Position identification records:
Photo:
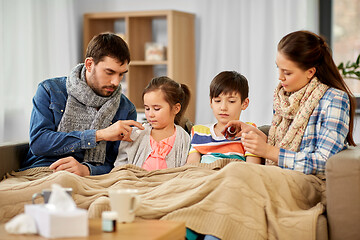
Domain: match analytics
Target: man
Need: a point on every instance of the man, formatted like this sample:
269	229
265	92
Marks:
77	121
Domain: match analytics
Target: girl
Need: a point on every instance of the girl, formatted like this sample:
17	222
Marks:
313	108
163	143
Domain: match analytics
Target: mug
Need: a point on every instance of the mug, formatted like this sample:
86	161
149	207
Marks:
45	194
124	202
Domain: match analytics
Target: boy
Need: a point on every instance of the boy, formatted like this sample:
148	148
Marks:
228	97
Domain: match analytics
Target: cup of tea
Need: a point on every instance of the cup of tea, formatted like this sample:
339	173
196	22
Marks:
45	194
124	202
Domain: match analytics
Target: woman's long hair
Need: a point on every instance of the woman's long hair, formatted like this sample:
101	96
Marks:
309	50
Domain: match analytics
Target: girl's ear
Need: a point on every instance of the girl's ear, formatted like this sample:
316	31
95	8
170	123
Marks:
245	104
311	72
176	108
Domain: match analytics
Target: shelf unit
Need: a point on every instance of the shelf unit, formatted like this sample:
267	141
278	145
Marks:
174	29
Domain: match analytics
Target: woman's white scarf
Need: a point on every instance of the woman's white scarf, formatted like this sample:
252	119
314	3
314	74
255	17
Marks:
86	110
291	114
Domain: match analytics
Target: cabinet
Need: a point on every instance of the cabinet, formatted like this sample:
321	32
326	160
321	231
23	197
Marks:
174	29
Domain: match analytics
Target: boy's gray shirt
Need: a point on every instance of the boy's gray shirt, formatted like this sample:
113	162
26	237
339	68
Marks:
138	151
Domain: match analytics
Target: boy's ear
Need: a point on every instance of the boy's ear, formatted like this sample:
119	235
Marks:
177	108
245	104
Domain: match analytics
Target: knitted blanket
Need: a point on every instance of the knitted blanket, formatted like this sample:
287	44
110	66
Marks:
230	200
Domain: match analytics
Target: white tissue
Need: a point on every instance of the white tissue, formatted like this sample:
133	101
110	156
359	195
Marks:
21	224
60	200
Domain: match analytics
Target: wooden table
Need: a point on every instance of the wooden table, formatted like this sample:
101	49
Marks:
138	230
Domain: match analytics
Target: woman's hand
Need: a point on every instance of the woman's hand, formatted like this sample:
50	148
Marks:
256	144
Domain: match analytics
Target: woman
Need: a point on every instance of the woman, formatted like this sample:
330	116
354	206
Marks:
313	108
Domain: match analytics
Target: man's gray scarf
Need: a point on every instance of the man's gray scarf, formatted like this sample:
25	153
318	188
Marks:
86	110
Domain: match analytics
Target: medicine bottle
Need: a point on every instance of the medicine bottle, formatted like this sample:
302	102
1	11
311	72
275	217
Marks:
109	221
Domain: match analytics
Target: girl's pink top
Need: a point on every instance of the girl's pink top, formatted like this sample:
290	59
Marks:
156	159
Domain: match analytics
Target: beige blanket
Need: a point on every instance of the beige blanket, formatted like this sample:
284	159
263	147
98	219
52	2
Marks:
233	200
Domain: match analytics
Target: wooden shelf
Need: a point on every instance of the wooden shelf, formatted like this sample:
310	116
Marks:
141	27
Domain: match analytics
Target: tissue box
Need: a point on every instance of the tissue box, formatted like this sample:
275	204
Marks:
57	224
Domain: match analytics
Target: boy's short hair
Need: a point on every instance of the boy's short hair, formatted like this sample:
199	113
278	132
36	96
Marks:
229	82
108	45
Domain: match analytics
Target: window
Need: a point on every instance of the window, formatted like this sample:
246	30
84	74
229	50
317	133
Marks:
346	36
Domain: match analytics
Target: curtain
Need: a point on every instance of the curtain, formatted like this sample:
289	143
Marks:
42	39
243	36
38	41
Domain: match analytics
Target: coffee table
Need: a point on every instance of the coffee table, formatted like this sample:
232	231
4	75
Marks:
138	230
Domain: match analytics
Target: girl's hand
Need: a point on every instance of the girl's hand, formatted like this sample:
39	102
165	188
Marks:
256	144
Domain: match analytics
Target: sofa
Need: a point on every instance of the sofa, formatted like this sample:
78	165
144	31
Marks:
341	219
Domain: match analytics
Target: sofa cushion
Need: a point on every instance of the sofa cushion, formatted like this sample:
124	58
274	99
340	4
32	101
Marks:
343	194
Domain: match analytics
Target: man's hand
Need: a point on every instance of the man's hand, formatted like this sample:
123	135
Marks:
70	164
120	130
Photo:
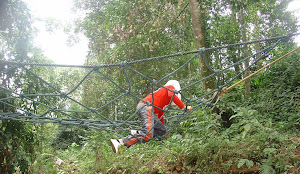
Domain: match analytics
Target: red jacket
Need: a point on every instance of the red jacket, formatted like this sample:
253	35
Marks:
162	98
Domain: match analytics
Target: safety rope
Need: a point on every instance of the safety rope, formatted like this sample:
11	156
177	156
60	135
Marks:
100	121
225	90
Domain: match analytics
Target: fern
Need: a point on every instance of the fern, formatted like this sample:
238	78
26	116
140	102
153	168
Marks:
267	169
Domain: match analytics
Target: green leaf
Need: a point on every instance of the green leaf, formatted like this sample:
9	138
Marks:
246	130
241	162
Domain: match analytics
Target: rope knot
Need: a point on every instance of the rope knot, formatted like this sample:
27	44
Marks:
96	68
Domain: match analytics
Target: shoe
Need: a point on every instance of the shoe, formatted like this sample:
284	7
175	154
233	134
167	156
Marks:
115	144
133	132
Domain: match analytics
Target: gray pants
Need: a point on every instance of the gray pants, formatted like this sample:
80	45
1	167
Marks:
151	126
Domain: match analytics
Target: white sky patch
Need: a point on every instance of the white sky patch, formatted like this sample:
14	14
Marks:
54	44
294	6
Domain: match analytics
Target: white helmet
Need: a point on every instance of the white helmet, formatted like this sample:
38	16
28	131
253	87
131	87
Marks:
176	85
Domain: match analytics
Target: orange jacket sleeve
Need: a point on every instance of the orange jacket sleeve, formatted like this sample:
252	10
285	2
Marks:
176	100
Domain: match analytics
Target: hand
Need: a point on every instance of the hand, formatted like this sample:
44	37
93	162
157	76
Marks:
189	108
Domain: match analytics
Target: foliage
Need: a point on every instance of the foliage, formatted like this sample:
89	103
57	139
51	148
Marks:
248	134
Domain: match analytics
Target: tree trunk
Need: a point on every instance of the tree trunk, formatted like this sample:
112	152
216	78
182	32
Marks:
257	47
200	39
246	52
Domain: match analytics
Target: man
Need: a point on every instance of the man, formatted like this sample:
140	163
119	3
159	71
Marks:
152	123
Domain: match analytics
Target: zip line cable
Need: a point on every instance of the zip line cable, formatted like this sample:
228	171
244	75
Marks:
35	110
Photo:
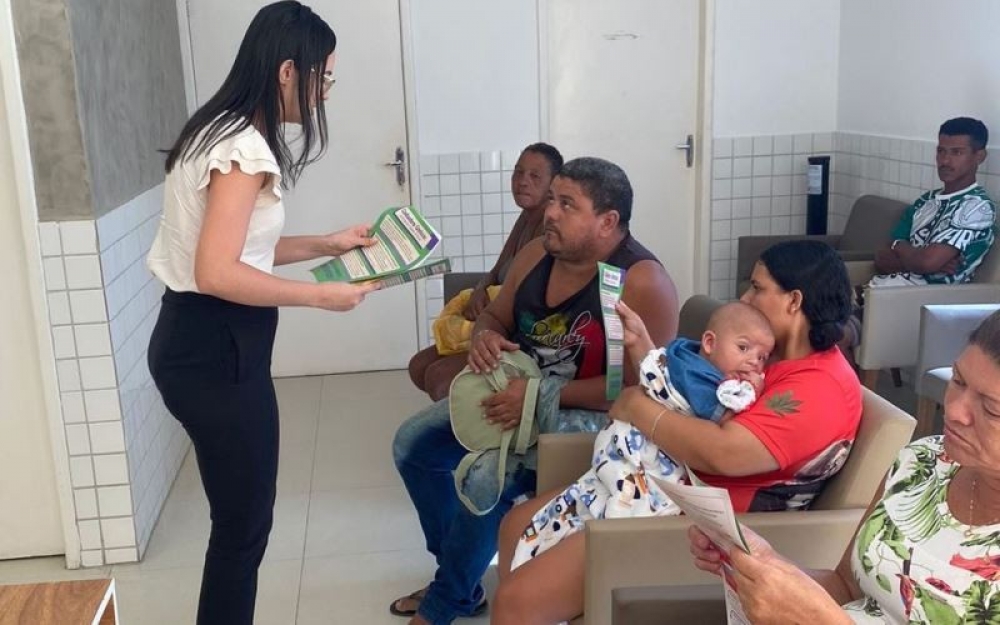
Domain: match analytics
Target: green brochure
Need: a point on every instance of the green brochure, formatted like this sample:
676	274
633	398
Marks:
403	241
610	281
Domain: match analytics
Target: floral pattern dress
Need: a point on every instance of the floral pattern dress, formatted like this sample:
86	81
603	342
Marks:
913	560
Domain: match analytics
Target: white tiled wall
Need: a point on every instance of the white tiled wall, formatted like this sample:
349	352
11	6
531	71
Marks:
124	447
758	187
901	169
466	197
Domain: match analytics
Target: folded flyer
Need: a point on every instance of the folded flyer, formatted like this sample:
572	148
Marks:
711	509
610	281
403	241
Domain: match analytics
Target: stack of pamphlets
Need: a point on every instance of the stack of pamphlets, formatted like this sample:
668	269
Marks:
403	243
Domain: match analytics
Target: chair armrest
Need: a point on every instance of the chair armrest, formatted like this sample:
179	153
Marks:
849	256
892	319
459	281
666	605
563	458
654	551
859	272
749	249
944	331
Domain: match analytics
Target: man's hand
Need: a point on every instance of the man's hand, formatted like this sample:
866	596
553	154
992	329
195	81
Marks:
487	346
505	407
478	301
637	341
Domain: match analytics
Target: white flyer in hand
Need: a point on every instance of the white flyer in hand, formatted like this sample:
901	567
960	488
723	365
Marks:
711	509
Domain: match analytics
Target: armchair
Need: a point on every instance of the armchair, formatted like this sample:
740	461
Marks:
944	330
652	552
892	317
869	227
627	553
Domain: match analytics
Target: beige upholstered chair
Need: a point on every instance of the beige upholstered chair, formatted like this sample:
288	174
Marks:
643	553
944	332
869	227
892	317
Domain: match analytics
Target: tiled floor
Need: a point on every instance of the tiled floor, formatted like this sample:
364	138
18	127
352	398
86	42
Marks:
345	540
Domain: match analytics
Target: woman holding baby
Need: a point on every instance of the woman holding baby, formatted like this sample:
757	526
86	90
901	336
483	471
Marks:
774	455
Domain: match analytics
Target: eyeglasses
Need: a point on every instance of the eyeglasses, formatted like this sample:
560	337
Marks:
328	81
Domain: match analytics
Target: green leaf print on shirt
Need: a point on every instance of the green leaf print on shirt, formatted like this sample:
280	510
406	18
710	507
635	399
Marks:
935	610
921	495
980	605
783	404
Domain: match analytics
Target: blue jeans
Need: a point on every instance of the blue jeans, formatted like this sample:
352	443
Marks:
426	453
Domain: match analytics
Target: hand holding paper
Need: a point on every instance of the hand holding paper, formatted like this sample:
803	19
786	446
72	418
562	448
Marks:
637	341
343	241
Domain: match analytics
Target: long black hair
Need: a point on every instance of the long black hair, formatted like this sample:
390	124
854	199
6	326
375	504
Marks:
281	31
816	270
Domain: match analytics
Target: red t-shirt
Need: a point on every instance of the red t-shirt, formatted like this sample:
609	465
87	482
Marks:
807	418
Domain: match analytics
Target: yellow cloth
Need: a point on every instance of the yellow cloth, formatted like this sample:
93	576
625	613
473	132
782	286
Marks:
452	331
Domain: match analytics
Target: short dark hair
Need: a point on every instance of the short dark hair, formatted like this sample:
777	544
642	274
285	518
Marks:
605	184
976	130
987	336
817	271
549	153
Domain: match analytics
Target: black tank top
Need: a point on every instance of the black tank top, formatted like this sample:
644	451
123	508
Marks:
567	339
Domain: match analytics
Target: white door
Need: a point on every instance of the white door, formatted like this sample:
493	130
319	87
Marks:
351	184
623	84
30	522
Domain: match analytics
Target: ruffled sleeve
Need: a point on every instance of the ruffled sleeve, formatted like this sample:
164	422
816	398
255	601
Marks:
249	149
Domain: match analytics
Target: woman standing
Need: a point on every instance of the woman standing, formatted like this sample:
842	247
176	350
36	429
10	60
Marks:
219	238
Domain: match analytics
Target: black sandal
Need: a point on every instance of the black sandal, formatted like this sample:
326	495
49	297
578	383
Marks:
418	595
415	596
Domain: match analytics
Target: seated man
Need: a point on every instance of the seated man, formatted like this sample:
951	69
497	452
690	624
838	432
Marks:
946	233
433	372
550	308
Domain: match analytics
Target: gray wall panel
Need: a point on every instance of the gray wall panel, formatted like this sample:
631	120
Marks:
62	187
130	85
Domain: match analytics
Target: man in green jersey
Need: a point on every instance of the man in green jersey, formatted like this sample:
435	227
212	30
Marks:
944	235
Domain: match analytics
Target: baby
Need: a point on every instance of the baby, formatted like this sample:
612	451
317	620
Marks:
710	380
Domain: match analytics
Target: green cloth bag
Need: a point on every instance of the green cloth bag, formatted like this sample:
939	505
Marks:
468	391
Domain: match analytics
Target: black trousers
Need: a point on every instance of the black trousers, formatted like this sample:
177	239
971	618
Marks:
211	361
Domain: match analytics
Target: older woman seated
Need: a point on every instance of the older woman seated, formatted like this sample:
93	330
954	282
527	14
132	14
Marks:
774	456
928	550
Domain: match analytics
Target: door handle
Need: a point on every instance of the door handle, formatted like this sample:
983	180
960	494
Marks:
400	165
689	148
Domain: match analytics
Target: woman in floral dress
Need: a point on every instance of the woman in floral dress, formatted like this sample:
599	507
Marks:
928	550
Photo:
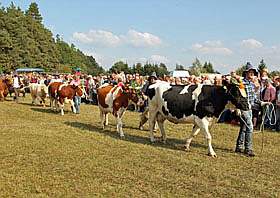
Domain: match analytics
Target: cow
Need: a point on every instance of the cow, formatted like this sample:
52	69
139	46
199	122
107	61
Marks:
52	90
38	92
197	104
115	100
66	93
5	85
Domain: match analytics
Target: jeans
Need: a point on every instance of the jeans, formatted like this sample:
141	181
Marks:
77	103
278	118
246	131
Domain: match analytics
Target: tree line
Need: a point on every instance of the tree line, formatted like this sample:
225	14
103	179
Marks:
25	42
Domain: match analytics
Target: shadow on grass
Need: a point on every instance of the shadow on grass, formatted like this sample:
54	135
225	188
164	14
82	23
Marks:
172	143
42	109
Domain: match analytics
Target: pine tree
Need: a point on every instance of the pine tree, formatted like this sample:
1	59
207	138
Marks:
33	11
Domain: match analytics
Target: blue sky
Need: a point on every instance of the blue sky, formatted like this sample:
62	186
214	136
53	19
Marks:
227	33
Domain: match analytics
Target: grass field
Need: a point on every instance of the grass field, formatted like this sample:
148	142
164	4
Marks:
44	154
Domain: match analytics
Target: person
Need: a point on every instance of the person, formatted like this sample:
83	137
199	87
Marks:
16	86
277	85
269	95
246	124
77	99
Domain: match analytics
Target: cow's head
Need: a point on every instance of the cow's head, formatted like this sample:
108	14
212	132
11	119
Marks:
8	82
237	94
78	90
132	94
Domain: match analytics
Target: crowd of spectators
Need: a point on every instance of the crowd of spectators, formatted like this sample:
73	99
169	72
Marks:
267	89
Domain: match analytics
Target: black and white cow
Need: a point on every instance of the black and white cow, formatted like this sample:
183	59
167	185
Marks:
196	104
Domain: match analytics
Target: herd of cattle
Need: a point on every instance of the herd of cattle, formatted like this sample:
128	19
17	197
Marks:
197	104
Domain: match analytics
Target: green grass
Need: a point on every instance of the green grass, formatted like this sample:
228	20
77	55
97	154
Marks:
44	154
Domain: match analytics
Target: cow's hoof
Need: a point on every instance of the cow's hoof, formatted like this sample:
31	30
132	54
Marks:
163	140
187	148
213	155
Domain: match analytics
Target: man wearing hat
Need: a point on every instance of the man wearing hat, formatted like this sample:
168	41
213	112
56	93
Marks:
245	138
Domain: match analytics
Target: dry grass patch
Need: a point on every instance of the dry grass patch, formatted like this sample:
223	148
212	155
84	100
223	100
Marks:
45	154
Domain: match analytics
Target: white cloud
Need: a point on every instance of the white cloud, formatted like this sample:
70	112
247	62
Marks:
98	37
159	59
251	44
142	39
109	39
211	47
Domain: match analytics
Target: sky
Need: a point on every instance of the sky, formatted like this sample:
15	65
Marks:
226	33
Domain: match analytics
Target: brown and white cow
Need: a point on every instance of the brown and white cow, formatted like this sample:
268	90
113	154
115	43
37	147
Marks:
5	84
38	92
66	94
115	100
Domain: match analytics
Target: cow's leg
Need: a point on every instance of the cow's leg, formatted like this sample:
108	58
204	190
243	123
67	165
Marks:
106	121
73	106
56	104
195	131
43	102
160	122
102	118
1	96
204	126
120	114
152	121
62	108
143	118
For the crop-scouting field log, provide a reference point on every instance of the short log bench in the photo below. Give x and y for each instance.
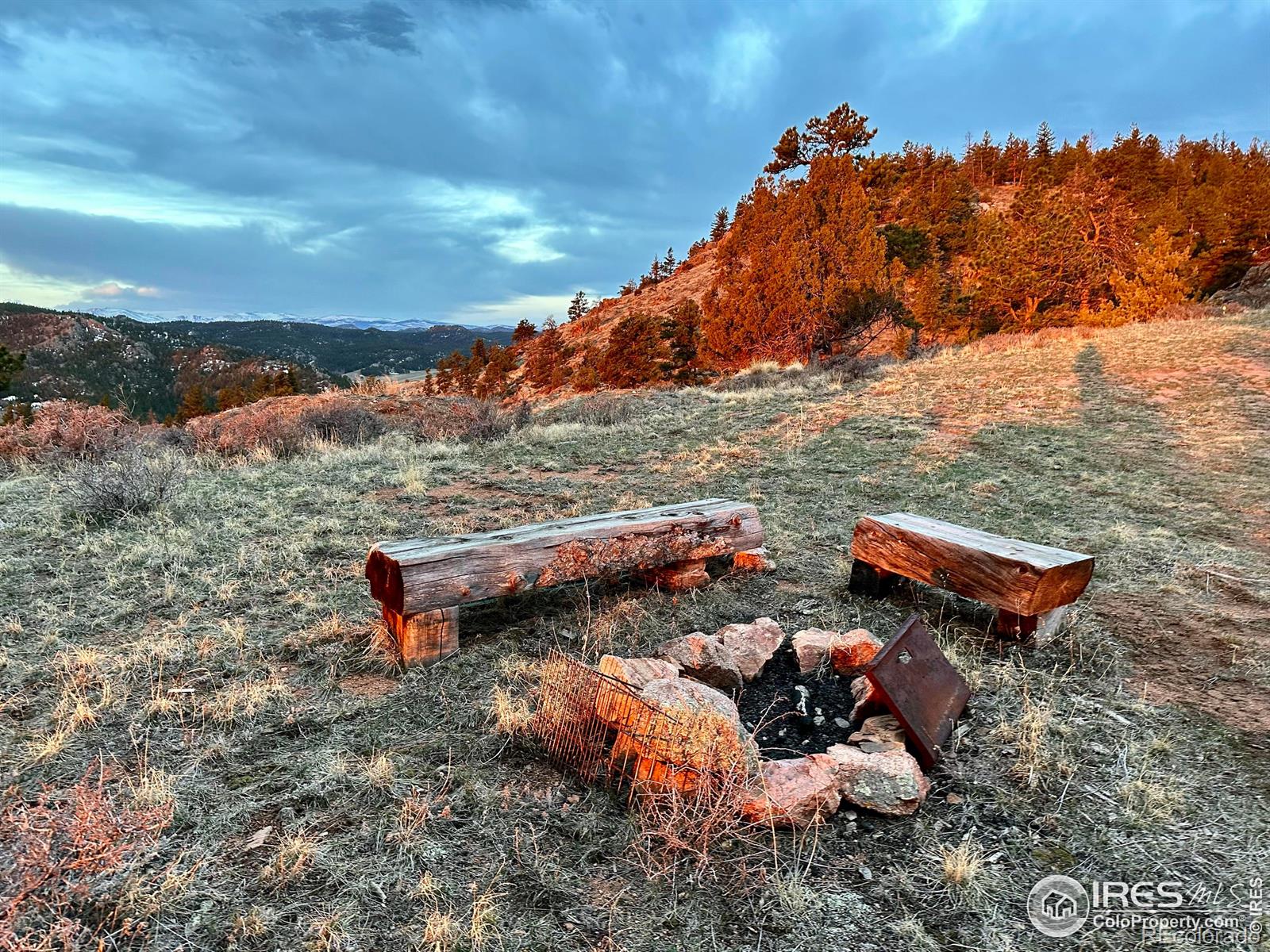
(1022, 579)
(421, 583)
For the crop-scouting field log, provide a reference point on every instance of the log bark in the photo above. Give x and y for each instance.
(418, 575)
(1022, 578)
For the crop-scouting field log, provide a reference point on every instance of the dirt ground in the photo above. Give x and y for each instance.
(213, 658)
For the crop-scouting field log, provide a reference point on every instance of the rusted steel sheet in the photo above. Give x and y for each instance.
(920, 687)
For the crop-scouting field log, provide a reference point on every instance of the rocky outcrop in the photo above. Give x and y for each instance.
(752, 645)
(887, 781)
(795, 793)
(879, 733)
(704, 658)
(812, 647)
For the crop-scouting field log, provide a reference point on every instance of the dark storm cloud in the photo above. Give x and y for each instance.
(423, 159)
(378, 23)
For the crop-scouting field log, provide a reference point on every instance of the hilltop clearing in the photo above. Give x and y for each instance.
(215, 654)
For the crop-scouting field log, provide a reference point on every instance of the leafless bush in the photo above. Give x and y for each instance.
(842, 368)
(597, 410)
(126, 484)
(286, 425)
(67, 431)
(468, 419)
(57, 858)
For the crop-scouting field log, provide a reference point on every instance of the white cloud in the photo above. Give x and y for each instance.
(38, 290)
(741, 61)
(533, 308)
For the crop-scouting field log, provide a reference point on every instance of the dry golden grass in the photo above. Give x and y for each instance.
(202, 649)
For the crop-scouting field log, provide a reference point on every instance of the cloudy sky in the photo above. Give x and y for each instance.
(479, 162)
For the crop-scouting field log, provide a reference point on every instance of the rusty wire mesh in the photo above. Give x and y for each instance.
(602, 730)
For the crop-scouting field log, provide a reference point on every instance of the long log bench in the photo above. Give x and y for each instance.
(421, 583)
(1022, 579)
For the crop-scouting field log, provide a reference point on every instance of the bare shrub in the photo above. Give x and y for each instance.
(768, 374)
(598, 410)
(57, 860)
(127, 484)
(67, 431)
(467, 419)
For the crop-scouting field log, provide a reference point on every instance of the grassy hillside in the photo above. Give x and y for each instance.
(214, 654)
(78, 357)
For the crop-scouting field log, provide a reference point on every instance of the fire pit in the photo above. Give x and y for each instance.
(791, 724)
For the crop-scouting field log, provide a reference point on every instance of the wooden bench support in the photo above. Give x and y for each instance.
(1028, 584)
(677, 577)
(870, 581)
(419, 583)
(423, 639)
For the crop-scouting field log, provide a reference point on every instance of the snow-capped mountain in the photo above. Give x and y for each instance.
(333, 321)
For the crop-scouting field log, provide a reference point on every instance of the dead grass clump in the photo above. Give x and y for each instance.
(598, 410)
(57, 858)
(467, 419)
(770, 374)
(130, 482)
(67, 431)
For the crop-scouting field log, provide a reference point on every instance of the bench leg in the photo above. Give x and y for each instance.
(677, 577)
(1010, 625)
(423, 639)
(752, 560)
(870, 581)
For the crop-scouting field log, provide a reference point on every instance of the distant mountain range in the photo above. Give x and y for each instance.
(332, 321)
(148, 363)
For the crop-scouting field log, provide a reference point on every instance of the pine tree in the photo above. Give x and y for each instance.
(10, 365)
(1043, 148)
(635, 352)
(524, 333)
(194, 403)
(578, 306)
(545, 355)
(721, 226)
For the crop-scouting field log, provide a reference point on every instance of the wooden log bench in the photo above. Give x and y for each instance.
(1029, 585)
(421, 583)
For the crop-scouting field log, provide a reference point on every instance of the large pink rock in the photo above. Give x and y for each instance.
(752, 645)
(686, 727)
(795, 793)
(868, 700)
(812, 647)
(851, 651)
(615, 704)
(887, 781)
(702, 658)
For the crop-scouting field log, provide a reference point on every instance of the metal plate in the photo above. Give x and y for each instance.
(920, 687)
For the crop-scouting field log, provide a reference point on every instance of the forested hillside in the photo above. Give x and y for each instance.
(141, 368)
(833, 249)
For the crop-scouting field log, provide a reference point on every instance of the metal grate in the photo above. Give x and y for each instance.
(602, 730)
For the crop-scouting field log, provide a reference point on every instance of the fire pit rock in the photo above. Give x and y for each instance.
(879, 733)
(887, 781)
(851, 651)
(812, 647)
(795, 793)
(704, 658)
(752, 644)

# [Required work]
Return the line that contains "of the large" and all lines after it, verbatim, and nothing else.

# [Answer to this task]
For the crop-scouting field log, provide a reference point on every instance of the large pink rock in the photo above. Give x and y for each instance.
(752, 645)
(686, 727)
(795, 793)
(868, 700)
(812, 647)
(851, 651)
(615, 704)
(887, 781)
(702, 658)
For the crop-scouting field log, provide a reference point on every instance of the metal plate in the photo above. Give x and y for each instance.
(920, 687)
For the crop-scouting field log, provide a reference point on every instance of the forested hillside in the photo above. Give x and y for each instance.
(141, 368)
(833, 249)
For the crop-scouting field log, provide a reference point on every instance of the metal grate in the photo above. Give x and y for each instance.
(602, 730)
For the crop-scouting field log, provide a reference point on every instance of the fire pit rock in the photo above. Give x and y for each instance.
(879, 733)
(887, 781)
(851, 651)
(812, 647)
(795, 793)
(704, 658)
(752, 644)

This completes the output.